**WRITTEN PROBLEM**: Select every line in the entries below that contains the string "tree", and copy each of those lines. Treat uppercase and lowercase letters as different.

[Entries from a dataset]
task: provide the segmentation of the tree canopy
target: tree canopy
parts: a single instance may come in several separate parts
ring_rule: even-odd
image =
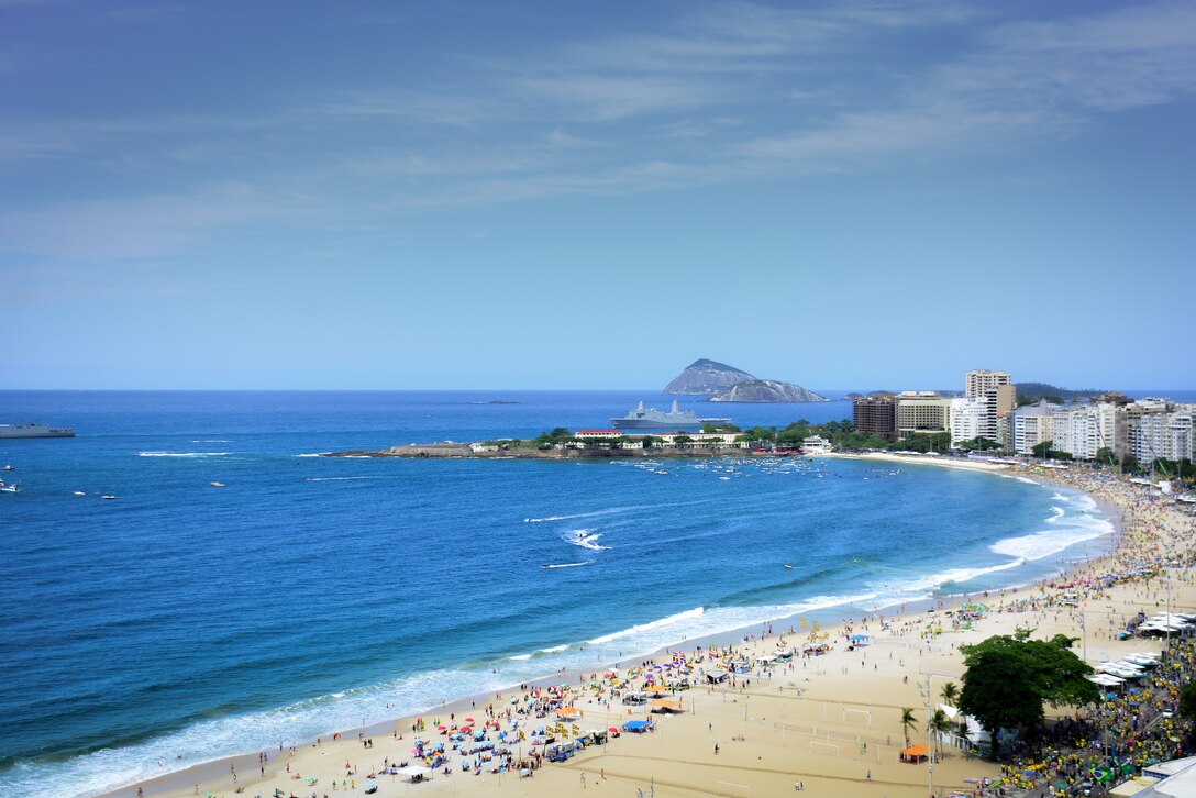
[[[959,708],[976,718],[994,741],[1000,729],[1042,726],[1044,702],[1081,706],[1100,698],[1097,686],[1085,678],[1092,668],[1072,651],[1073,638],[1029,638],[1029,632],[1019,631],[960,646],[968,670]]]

==

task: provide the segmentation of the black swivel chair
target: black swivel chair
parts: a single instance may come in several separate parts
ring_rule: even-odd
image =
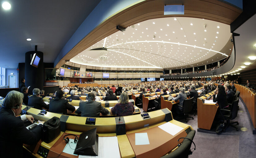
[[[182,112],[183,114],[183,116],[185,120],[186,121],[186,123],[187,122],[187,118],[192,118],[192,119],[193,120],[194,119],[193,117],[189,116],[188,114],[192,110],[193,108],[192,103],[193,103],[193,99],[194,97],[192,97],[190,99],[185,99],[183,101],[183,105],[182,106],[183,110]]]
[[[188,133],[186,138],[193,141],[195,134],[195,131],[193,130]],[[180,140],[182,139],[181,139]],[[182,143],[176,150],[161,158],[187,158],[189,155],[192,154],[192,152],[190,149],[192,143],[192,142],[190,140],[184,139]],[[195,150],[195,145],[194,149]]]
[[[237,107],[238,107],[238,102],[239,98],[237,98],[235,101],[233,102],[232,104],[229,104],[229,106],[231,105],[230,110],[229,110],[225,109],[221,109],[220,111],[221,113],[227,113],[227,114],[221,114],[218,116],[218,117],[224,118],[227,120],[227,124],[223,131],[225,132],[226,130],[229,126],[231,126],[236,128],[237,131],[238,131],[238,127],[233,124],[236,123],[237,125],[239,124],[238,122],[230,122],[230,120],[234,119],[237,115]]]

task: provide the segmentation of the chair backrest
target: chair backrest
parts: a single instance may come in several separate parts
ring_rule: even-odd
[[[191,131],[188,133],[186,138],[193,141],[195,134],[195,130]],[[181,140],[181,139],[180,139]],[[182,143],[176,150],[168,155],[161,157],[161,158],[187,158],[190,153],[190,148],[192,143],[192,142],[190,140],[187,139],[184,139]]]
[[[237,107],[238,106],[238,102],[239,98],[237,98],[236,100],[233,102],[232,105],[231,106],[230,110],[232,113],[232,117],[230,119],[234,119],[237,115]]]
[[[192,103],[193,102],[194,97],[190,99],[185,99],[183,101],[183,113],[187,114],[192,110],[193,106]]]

**WRITTEN REPLY**:
task: provide the segmentation of the tree canopy
target: tree canopy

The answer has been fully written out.